[Extracted data entries]
○ ○ ○ ○

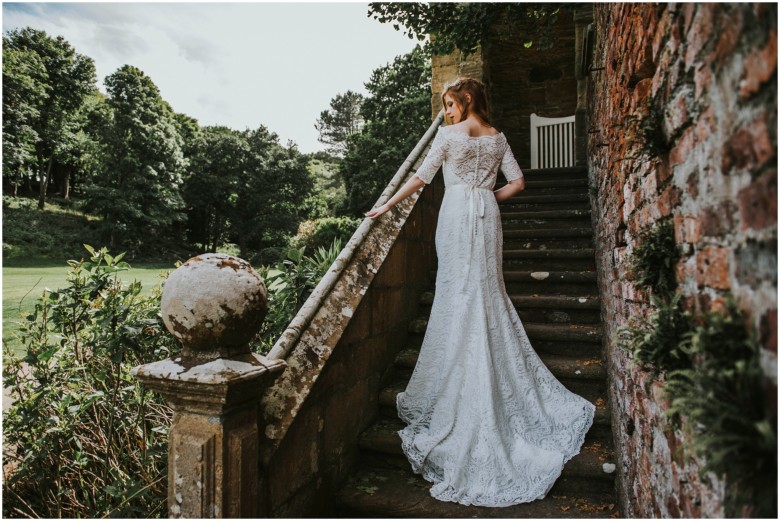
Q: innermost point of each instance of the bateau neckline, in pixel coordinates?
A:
(472, 137)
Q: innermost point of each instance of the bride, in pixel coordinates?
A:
(487, 423)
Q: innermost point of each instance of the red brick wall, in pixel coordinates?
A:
(709, 72)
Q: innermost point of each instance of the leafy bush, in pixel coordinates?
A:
(653, 261)
(83, 438)
(655, 342)
(289, 284)
(321, 233)
(726, 401)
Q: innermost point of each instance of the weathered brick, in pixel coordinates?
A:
(718, 219)
(668, 200)
(759, 67)
(729, 31)
(758, 202)
(683, 147)
(749, 148)
(686, 228)
(712, 266)
(768, 330)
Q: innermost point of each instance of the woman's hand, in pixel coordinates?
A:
(376, 212)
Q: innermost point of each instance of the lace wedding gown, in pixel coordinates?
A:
(488, 423)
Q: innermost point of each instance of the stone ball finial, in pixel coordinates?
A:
(214, 304)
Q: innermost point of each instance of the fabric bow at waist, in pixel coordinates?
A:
(476, 205)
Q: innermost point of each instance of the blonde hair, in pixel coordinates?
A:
(478, 105)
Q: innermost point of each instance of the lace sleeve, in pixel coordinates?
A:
(434, 159)
(509, 166)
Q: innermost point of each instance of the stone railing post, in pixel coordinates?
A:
(214, 304)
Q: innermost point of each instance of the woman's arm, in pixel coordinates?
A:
(510, 189)
(411, 186)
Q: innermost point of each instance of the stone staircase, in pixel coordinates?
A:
(549, 271)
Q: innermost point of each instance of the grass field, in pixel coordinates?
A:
(24, 281)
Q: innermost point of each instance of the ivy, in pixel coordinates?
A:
(726, 402)
(82, 437)
(467, 25)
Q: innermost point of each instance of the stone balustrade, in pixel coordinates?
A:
(214, 305)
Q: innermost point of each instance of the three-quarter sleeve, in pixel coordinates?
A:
(509, 166)
(434, 159)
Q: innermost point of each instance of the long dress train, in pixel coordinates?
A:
(488, 423)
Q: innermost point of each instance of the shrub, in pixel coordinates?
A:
(321, 233)
(82, 437)
(655, 343)
(289, 284)
(653, 261)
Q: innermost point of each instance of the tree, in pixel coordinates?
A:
(138, 192)
(466, 25)
(69, 77)
(23, 93)
(342, 121)
(397, 113)
(217, 170)
(271, 198)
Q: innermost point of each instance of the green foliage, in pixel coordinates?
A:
(83, 438)
(289, 284)
(23, 94)
(465, 25)
(651, 129)
(339, 123)
(53, 88)
(653, 261)
(725, 399)
(57, 232)
(397, 113)
(656, 342)
(138, 191)
(270, 201)
(320, 233)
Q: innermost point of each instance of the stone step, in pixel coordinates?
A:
(557, 309)
(552, 234)
(526, 197)
(382, 436)
(530, 216)
(547, 243)
(560, 366)
(386, 493)
(582, 253)
(595, 391)
(584, 309)
(549, 259)
(539, 332)
(546, 207)
(547, 281)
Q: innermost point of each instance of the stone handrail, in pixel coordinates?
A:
(292, 334)
(233, 408)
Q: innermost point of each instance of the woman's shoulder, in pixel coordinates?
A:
(464, 130)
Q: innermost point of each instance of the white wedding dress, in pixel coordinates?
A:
(488, 423)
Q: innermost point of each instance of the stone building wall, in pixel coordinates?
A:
(705, 77)
(320, 449)
(522, 81)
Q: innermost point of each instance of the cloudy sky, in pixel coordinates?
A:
(236, 64)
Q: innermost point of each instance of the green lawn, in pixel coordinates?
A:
(24, 281)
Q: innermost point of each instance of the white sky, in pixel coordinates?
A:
(235, 64)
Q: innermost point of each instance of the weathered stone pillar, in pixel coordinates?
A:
(214, 304)
(583, 16)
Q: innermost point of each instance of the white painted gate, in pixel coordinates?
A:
(552, 142)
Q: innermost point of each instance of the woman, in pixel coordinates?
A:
(488, 423)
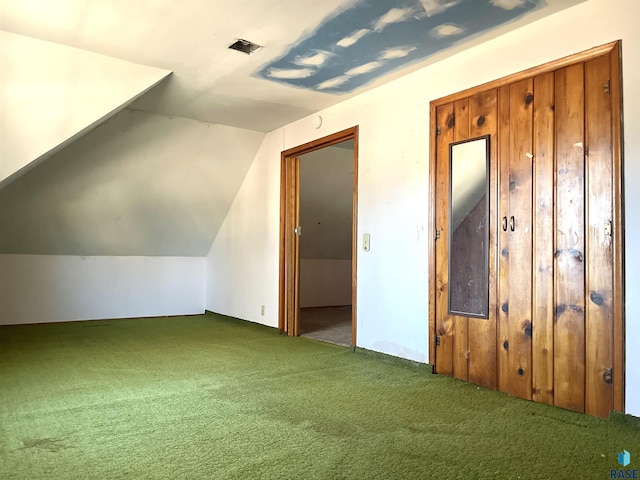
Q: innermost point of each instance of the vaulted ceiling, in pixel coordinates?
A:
(127, 127)
(316, 53)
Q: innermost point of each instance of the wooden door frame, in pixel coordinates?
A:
(613, 48)
(289, 291)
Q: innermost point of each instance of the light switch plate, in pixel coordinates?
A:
(366, 242)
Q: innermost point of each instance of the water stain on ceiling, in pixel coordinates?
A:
(371, 38)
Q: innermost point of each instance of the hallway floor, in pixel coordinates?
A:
(328, 324)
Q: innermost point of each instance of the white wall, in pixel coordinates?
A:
(325, 282)
(42, 288)
(50, 94)
(242, 265)
(393, 181)
(139, 184)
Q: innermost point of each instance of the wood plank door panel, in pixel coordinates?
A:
(555, 329)
(445, 121)
(292, 246)
(503, 144)
(569, 368)
(543, 238)
(519, 185)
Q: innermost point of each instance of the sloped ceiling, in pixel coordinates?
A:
(323, 40)
(140, 184)
(51, 94)
(159, 177)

○ ○ ○ ○

* _Objective_:
Write out all the entries word for word, but skip any images.

* _Task solution_:
Q: innermost point of each instance of the bateau neckline, in pixel coordinates?
A:
(472, 137)
Q: innermost point of each instance of the bride, in pixel coordinates?
A:
(487, 423)
Q: innermost point of each instance of the red brick wall, in pixel coordinates?
A:
(709, 72)
Q: innermost point of each instance of the leafy bush, in pixel coordinates?
A:
(653, 261)
(83, 438)
(655, 342)
(289, 284)
(321, 233)
(726, 401)
Q: innermost point of each instance of the weathered brick, in pixel coordinates?
A:
(718, 219)
(668, 200)
(759, 67)
(729, 31)
(758, 202)
(683, 147)
(749, 148)
(686, 228)
(712, 266)
(768, 330)
Q: innermost point of each instance of the woman's hand, in pixel coordinates?
A:
(376, 212)
Q: innermost point of each instance of the lace wedding gown, in pixel coordinates?
A:
(488, 423)
Q: innermost point of each instance of the stone ball finial, in pixel coordinates?
A:
(214, 304)
Q: innermost point of each instance of the fabric bow at waist, in pixel coordinates?
A:
(476, 205)
Q: innermost point of each instance of the blonde hair, in pixel coordinates?
A:
(478, 105)
Q: innermost point of each instance of the lace sleeve, in pixel coordinates?
A:
(434, 159)
(509, 166)
Q: innermost point of each instance of the stone railing post, in pixel coordinates?
A:
(214, 304)
Q: innermost point of each instance of the woman's arm, in pixel coordinates?
A:
(510, 189)
(411, 186)
Q: innermost point of each instance of the stone staircase, in pixel coordinates?
A:
(549, 271)
Q: innermost point of each instance of the grass field, in pixel coordinates?
A:
(24, 281)
Q: innermost point of each instance of the ivy, in pixel coordinates?
A:
(726, 402)
(82, 437)
(467, 25)
Q: innermost point of each instance of the stone balustrade, in pixel coordinates?
A:
(214, 305)
Q: innermost point of each instance of the three-quarter sleeve, in pixel coordinates?
A:
(509, 166)
(434, 159)
Q: innermost point of each instance of the long dress train, in pixel coordinates?
A:
(488, 423)
Q: innermost point of each instance of the shrub, in pixel coordinates?
A:
(321, 233)
(82, 437)
(655, 343)
(289, 284)
(653, 261)
Q: innermost point of each instance of the tree, in pixel coordinates?
A:
(138, 192)
(466, 25)
(69, 77)
(23, 93)
(342, 121)
(397, 113)
(217, 170)
(271, 198)
Q: innermost point of each instance of the green foliage, in pixel coordinates?
A:
(83, 438)
(289, 284)
(23, 94)
(465, 25)
(651, 129)
(339, 123)
(53, 88)
(653, 261)
(725, 399)
(57, 232)
(397, 113)
(656, 342)
(138, 191)
(270, 201)
(320, 233)
Q: innermost point of each instance of the stone step, in pixel coordinates?
A:
(557, 309)
(552, 234)
(526, 197)
(382, 436)
(530, 216)
(547, 243)
(560, 366)
(386, 493)
(582, 253)
(595, 391)
(584, 309)
(549, 259)
(539, 332)
(546, 207)
(547, 281)
Q: innermost point of each instance of the stone handrail, in pixel coordinates?
A:
(292, 334)
(233, 408)
Q: innermost point of each instance of the woman's shoulder, in pixel coordinates?
A:
(464, 130)
Q: innermost point of each instance of the white wedding dress, in pixel coordinates?
A:
(488, 423)
Q: innermost point of each instance of the stone building wall, in pixel coordinates?
A:
(705, 77)
(320, 449)
(522, 81)
Q: innermost point of each instance of the cloudy sky, in pixel coordinates?
A:
(236, 64)
Q: innermost point of each instance of the green lawn, in pixel coordinates?
A:
(24, 281)
Q: innermost point of each instance of the white sky, in pixel coordinates?
A:
(235, 64)
Q: innermost point of each instance of the weathered stone pillar, in pixel coordinates?
A:
(214, 304)
(583, 16)
Q: innermost point of each instance of the white painted gate, in pixel coordinates?
A:
(552, 142)
Q: innermost point of each instance of the woman, in pixel coordinates?
A:
(488, 423)
Q: innermost point of each instance of the vaulted ceiling, in pixel coordinates?
A:
(127, 127)
(316, 53)
Q: innermost point of each instance of the wooden door frame, in pixel coordinates?
A:
(613, 48)
(289, 291)
Q: innermost point of each instance of the light switch plate, in pixel coordinates?
A:
(366, 242)
Q: innermost point of each instance of the water stain on ceiling, in pixel coordinates?
A:
(371, 38)
Q: innermost point of each instance of the hallway floor, in pixel coordinates?
A:
(328, 324)
Q: innermost point of each instance of the white wall, in pixel coordinates?
A:
(325, 282)
(42, 288)
(50, 94)
(242, 265)
(393, 181)
(139, 184)
Q: innermost point of each instance of the wood plank door panel, in pixel coordinates?
A:
(555, 329)
(445, 121)
(292, 246)
(503, 144)
(569, 368)
(543, 238)
(519, 185)
Q: innermost point of each instance of the sloped ceiling, in pixel coordinates?
A:
(323, 40)
(140, 184)
(51, 94)
(159, 177)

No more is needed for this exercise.